Raw records
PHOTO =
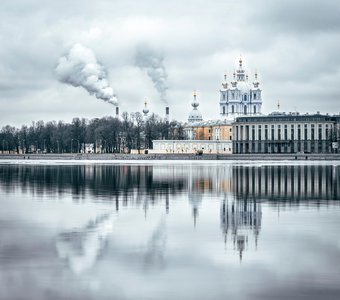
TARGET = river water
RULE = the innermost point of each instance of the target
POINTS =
(169, 230)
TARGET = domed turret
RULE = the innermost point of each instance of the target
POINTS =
(195, 115)
(145, 110)
(242, 97)
(256, 82)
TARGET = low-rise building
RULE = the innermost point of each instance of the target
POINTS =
(209, 130)
(285, 133)
(192, 146)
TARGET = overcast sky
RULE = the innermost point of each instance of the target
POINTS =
(294, 45)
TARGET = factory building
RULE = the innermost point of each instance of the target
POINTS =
(285, 133)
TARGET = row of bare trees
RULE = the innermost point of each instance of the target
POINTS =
(110, 135)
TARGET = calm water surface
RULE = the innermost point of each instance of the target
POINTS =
(173, 230)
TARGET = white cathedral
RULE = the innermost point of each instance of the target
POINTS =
(240, 97)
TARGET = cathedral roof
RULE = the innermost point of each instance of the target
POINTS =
(195, 115)
(244, 86)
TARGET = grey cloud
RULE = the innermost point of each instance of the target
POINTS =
(291, 43)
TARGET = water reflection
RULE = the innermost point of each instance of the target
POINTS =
(81, 247)
(139, 231)
(240, 221)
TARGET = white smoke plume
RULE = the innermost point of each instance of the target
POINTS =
(81, 69)
(151, 61)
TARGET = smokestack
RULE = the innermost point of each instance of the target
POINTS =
(167, 118)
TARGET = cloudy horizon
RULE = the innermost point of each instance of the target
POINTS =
(292, 44)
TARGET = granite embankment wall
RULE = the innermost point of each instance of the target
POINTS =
(69, 156)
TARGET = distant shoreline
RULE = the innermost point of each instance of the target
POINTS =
(111, 156)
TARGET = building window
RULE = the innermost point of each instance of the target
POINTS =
(292, 132)
(320, 133)
(259, 134)
(312, 133)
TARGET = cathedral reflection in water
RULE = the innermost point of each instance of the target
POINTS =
(242, 191)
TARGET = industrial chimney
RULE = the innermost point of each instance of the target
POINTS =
(167, 118)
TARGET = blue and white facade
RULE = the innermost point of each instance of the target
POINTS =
(240, 97)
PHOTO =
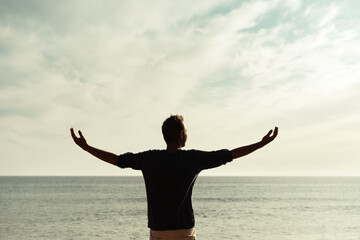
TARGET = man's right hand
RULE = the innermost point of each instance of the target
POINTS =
(81, 141)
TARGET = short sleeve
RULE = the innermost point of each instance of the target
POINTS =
(131, 160)
(215, 158)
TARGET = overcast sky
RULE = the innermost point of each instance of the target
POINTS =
(233, 69)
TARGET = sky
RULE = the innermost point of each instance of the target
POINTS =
(234, 69)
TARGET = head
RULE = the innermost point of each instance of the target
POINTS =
(174, 131)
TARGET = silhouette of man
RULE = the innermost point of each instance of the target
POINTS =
(170, 176)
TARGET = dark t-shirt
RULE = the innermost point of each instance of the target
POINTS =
(169, 180)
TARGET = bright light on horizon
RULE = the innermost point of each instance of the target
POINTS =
(234, 70)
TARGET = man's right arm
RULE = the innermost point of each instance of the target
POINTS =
(245, 150)
(101, 154)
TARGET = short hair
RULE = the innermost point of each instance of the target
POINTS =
(172, 128)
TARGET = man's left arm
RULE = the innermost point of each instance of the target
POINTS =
(100, 154)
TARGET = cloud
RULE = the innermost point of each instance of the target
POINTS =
(117, 69)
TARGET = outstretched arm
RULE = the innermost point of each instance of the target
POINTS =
(103, 155)
(245, 150)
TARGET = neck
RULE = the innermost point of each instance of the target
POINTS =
(173, 147)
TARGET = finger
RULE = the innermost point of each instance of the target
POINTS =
(275, 131)
(269, 133)
(81, 136)
(72, 133)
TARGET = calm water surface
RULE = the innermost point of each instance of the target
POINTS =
(251, 208)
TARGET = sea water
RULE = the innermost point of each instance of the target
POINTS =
(250, 208)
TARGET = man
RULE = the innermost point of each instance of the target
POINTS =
(170, 176)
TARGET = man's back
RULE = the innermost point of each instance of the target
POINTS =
(169, 180)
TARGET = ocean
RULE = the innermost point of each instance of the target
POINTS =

What is expected
Extract the lines above from the one containing "TARGET = neck" to the last line, both included, exactly as written.

Solution for this task
TARGET = neck
RULE = the innermost point of each instance of the target
POINTS =
(173, 147)
TARGET = finger
RULE = the innermost point of each instance of the target
POINTS =
(275, 131)
(269, 133)
(81, 136)
(72, 133)
TARGET = calm water surface
RULE = the innermost point of each instance of the target
POINTS =
(251, 208)
TARGET = sea water
RULE = the innermost point of each instance of the target
POINTS =
(250, 208)
TARGET = man
RULE = the innermost point of each instance of the target
POINTS =
(170, 176)
TARGET = man's back
RULE = the innermost point of each instance of the target
POINTS =
(169, 180)
TARGET = ocean
RULE = the innermost point of each instance of the target
POINTS =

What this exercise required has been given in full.